| Text excerpt |
* * * *
The world's languages differ to the point of inscrutability. Knowing the English word "duck" doesn't help you guess the French "canard" or Japanese "ahiru." But there are commonalities hidden beneath the superficial differences. For instance, human languages tend to have parts of speech (like nouns and verbs). They tend to have ways to embed propositions in other ones. ("John knows that Mary thinks that Paul embeds propositions in other ones.") And so on. But why?
An influential and appealing explanation is known as Universal Grammar: core commonalities across languages exist because they are part of our genetic endowment. On this view, humans are born with an innate predisposition to develop languages with very specific properties. Infants expect to learn a language that has nouns and verbs, that has sentences with embedded propositions, and so on.
This could explain not only why languages are similar but also what it is to be uniquely human and indeed how children acquire their native language. It may also seem intuitively plausible, especially to people who speak several languages: If English (and Spanish… and French!) have nouns and verbs, why wouldn't every language? To date, Universal Grammar remains one of the most visible products of the field of Linguistics—the one minimally counterintuitive bit that former students often retain from an introductory Linguistics class.
* * * *
| The task |
Transcribe the passage on Universal Grammar and what the world's languages have in common, word for word.

| Data section |
* * * *
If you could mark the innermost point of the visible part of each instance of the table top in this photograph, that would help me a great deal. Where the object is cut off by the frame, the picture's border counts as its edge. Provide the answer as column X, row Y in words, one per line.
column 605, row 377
* * * *
| Problem solution |
The world's languages differ to the point of inscrutability. Knowing the English word "duck" doesn't help you guess the French "canard" or Japanese "ahiru." But there are commonalities hidden beneath the superficial differences. For instance, human languages tend to have parts of speech (like nouns and verbs). They tend to have ways to embed propositions in other ones. ("John knows that Mary thinks that Paul embeds propositions in other ones.") And so on. But why?
An influential and appealing explanation is known as Universal Grammar: core commonalities across languages exist because they are part of our genetic endowment. On this view, humans are born with an innate predisposition to develop languages with very specific properties. Infants expect to learn a language that has nouns and verbs, that has sentences with embedded propositions, and so on.
This could explain not only why languages are similar but also what it is to be uniquely human and indeed how children acquire their native language. It may also seem intuitively plausible, especially to people who speak several languages: If English (and Spanish… and French!) have nouns and verbs, why wouldn't every language? To date, Universal Grammar remains one of the most visible products of the field of Linguistics—the one minimally counterintuitive bit that former students often retain from an introductory Linguistics class.